Le 23 juin, Tony Blair fut contraint par son propre cabinet d’accepter la création d’une Commission réunissant plusieurs de ses ministres, le chef d’état-major et le chairman du Comité joint du renseignement, pour suivre les relations états-uno-britanniques [4]. Le Premier ministre ne pourra donc plus gérer seul ce dossier.
Le 25 juin, Ayad Allaoui, Premier ministre du gouvernement désigné par l’occupant, adressa une lettre à l’OTAN pour la supplier de venir en aide à son pays. C’est-à-dire de relayer la Coalition pour l’occuper.
La révolte des alliés trouve rapidement ses limites
En se rendant au sommet de l’OTAN à Istanbul, le président Bush et son équipe firent halte en Irlande pour un sommet États-Unis-Union européenne. Notons en passant qu’avant de quitter la Maison-Blanche, il accorda un entretien de onze minutes à la correspondante de la télévision nationale irlandaise, Carol Coleman. Comme à l’accoutumée, les questions furent soumises par écrit trois jours à l’avance au service de communication présidentielle. Mais lorsque George W. Bush commença à justifier l’invasion de l’Irak par la menace d’armes de destruction massive, la journaliste le rappela à l’ordre, ce qu’aucun de ses confrères états-uniens n’avait jamais fait. L’entretien tourna court, l’accréditation de Carol Coleman lui fut immédiatement retirée, la Maison-Blanche téléphona au gouvernement irlandais pour se plaindre de ce manque de respect, et l’interview prévue avec Madame Bush fut annulée.
+++
### [Tâche courte 1]
D'après l'extrait choisi, combien de temps dura l'entretien que George W. Bush accorda à Carol Coleman ?
L'extrait et les enregistrements ne proviennent pas de la même source.
+++
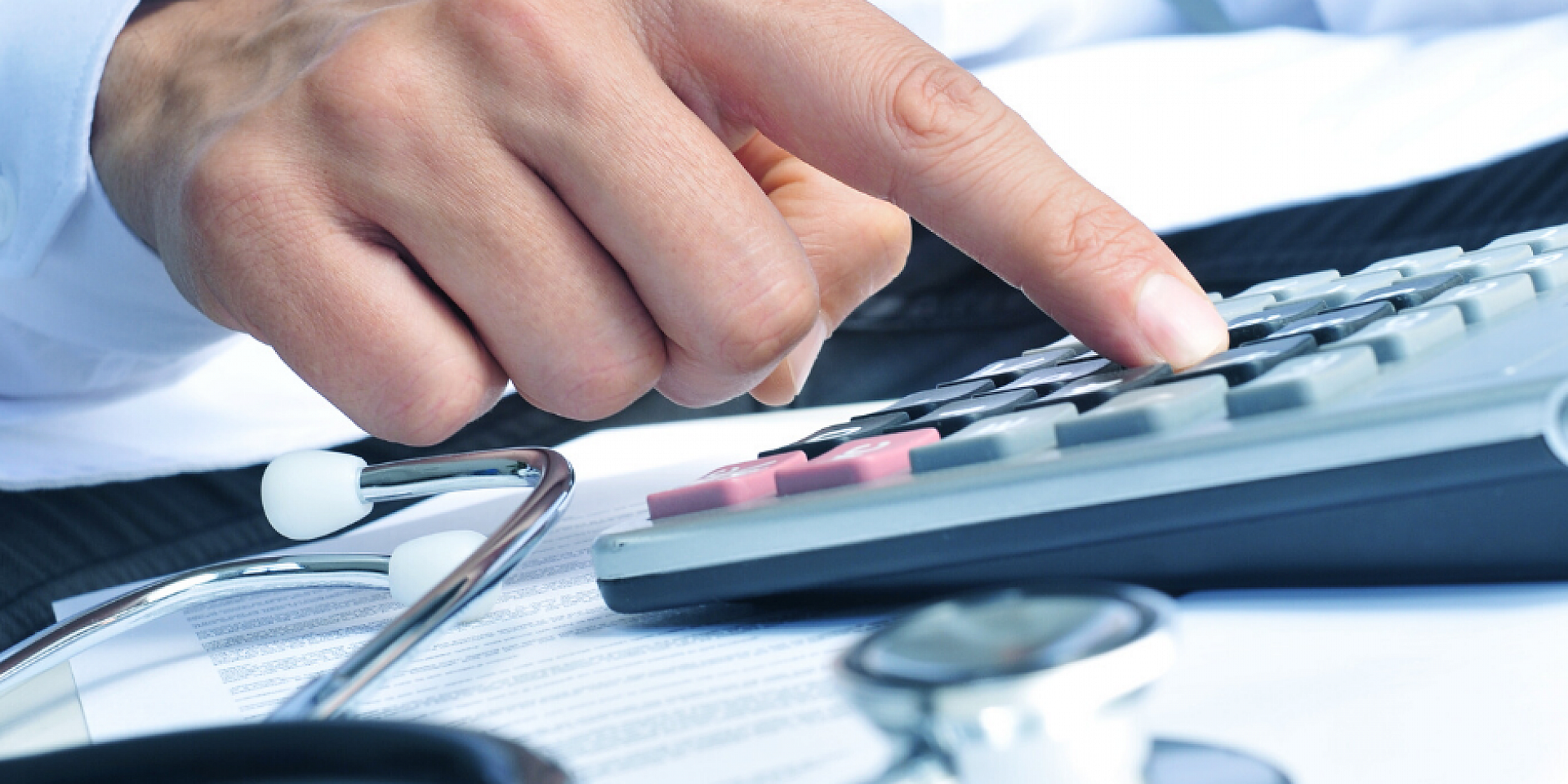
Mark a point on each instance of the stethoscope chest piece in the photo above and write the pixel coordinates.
(1037, 684)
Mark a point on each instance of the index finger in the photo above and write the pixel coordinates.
(853, 93)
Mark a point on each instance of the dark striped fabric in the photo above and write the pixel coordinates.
(941, 318)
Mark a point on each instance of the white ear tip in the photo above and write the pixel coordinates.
(310, 494)
(417, 565)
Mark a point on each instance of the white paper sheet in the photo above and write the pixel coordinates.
(1421, 686)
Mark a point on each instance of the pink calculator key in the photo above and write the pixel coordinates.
(725, 487)
(857, 461)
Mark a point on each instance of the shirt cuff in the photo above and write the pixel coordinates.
(52, 59)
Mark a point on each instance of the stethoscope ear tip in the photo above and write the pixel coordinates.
(310, 494)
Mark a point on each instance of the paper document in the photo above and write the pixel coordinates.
(1419, 686)
(720, 695)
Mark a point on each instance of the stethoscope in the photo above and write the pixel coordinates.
(1015, 686)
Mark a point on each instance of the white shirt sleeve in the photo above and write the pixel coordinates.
(85, 308)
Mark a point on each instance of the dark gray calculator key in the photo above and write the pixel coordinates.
(1092, 391)
(830, 438)
(1054, 378)
(957, 416)
(1145, 412)
(1338, 325)
(1250, 361)
(996, 438)
(922, 403)
(1411, 291)
(1305, 381)
(1007, 371)
(1269, 320)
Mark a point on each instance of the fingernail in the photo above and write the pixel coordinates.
(1178, 322)
(804, 353)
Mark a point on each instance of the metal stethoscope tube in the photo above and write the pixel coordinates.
(546, 470)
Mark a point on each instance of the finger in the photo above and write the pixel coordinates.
(855, 245)
(707, 255)
(545, 298)
(339, 308)
(880, 110)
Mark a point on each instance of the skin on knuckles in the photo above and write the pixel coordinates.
(416, 199)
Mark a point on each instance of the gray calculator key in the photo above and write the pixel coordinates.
(1305, 381)
(995, 439)
(1540, 240)
(1145, 412)
(1547, 272)
(1291, 287)
(1481, 264)
(1349, 289)
(1490, 298)
(1410, 262)
(1411, 333)
(1067, 342)
(1336, 325)
(1239, 306)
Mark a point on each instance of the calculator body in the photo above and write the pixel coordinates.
(1445, 468)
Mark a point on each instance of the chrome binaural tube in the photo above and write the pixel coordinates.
(78, 632)
(502, 550)
(543, 470)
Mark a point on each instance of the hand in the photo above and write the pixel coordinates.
(414, 201)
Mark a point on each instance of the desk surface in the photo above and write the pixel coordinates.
(1413, 686)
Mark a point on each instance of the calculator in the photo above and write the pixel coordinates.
(1404, 424)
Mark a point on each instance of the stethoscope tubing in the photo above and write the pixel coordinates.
(546, 470)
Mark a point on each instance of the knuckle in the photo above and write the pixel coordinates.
(430, 407)
(937, 105)
(768, 325)
(601, 375)
(1095, 237)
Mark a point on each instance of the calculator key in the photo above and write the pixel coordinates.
(1409, 264)
(922, 403)
(956, 416)
(1007, 371)
(1054, 378)
(833, 436)
(1067, 342)
(1239, 306)
(726, 487)
(855, 463)
(1092, 391)
(1250, 361)
(1481, 264)
(1540, 240)
(1305, 381)
(1266, 322)
(1411, 292)
(1410, 334)
(996, 438)
(1291, 287)
(1344, 291)
(1547, 272)
(1490, 298)
(1338, 325)
(1145, 412)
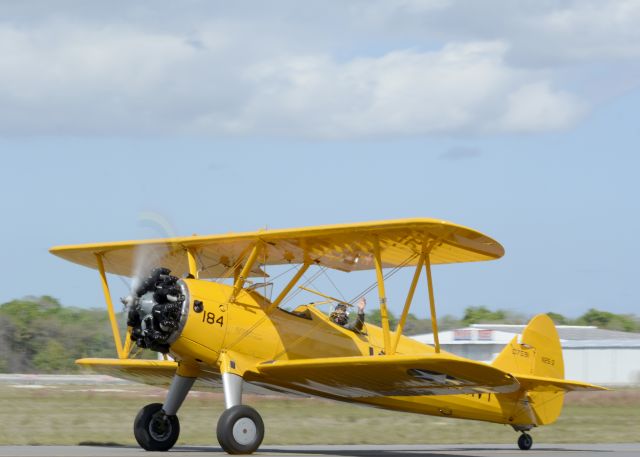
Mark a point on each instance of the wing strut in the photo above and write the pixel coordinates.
(191, 261)
(123, 352)
(242, 277)
(407, 303)
(432, 302)
(288, 288)
(383, 298)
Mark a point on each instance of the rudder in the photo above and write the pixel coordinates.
(536, 352)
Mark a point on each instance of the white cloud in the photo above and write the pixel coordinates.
(366, 69)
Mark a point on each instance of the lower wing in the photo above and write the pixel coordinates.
(396, 375)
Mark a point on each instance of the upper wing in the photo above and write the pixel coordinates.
(366, 376)
(346, 247)
(543, 384)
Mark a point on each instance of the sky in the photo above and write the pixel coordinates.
(143, 119)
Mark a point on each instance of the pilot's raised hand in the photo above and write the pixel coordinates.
+++
### [Tâche courte 2]
Donnez sous forme de liste JSON de chaînes les lignes des enregistrements, de la ligne contenant "Mark a point on each instance of the index" à la ligne contenant "(1445, 468)", ces deux lignes comprises. Mettez une chaîne par ligne et omettez les lignes vides.

### [Réponse détaillée 1]
Onze minutes.

### [Réponse détaillée 2]
[
  "Mark a point on each instance of the index finger in the photo above and write the pixel coordinates.",
  "(853, 93)",
  "Mark a point on each instance of the dark striped fabric in the photo above and write the pixel coordinates.",
  "(941, 318)",
  "Mark a point on each instance of the white ear tip in the photo above and write the pixel coordinates.",
  "(310, 494)",
  "(417, 565)",
  "Mark a point on each instance of the white paper sheet in the photo above and write the pixel coordinates.",
  "(1421, 686)",
  "Mark a point on each instance of the pink calculator key in the photo above and write the pixel coordinates.",
  "(725, 487)",
  "(857, 461)",
  "Mark a point on each instance of the shirt cuff in the photo above and write the pixel coordinates.",
  "(52, 59)",
  "Mark a point on each instance of the stethoscope ear tip in the photo above and write the pixel coordinates.",
  "(310, 494)",
  "Mark a point on each instance of the paper document in the photo above and write the pixel coordinates.",
  "(1419, 686)",
  "(720, 695)",
  "Mark a point on each instance of the stethoscope in the photo above and write the pixel coordinates.",
  "(1015, 686)",
  "Mark a point on each instance of the white shirt sleeve in the photo above and write the pixel coordinates.",
  "(85, 308)",
  "Mark a point on each instance of the dark gray calculator key in the photo above and write the pixel coordinates.",
  "(1092, 391)",
  "(830, 438)",
  "(1054, 378)",
  "(957, 416)",
  "(1145, 412)",
  "(1338, 325)",
  "(1250, 361)",
  "(996, 438)",
  "(922, 403)",
  "(1411, 291)",
  "(1305, 381)",
  "(1007, 371)",
  "(1269, 320)",
  "Mark a point on each instance of the fingernail in the photo above and write the pixel coordinates.",
  "(1178, 322)",
  "(804, 353)",
  "Mark a point on each instance of the metal stethoscope tube in the photo above and write the pixel coordinates.",
  "(546, 470)",
  "Mark a point on each instance of the finger in the photo above and write the pixel coordinates.",
  "(855, 245)",
  "(707, 255)",
  "(545, 298)",
  "(339, 308)",
  "(880, 110)",
  "Mark a point on each instance of the skin on knuckles in the photo above and write the pixel coordinates.",
  "(416, 199)",
  "Mark a point on each instance of the gray calculator key in the photo above and write the pixel coordinates.",
  "(1305, 381)",
  "(995, 439)",
  "(1540, 240)",
  "(1145, 412)",
  "(1547, 272)",
  "(1291, 287)",
  "(1481, 264)",
  "(1349, 289)",
  "(1490, 298)",
  "(1410, 262)",
  "(1411, 333)",
  "(1067, 342)",
  "(1336, 325)",
  "(1239, 306)",
  "Mark a point on each instance of the calculator body in the photo above and write the pixel coordinates.",
  "(1445, 468)"
]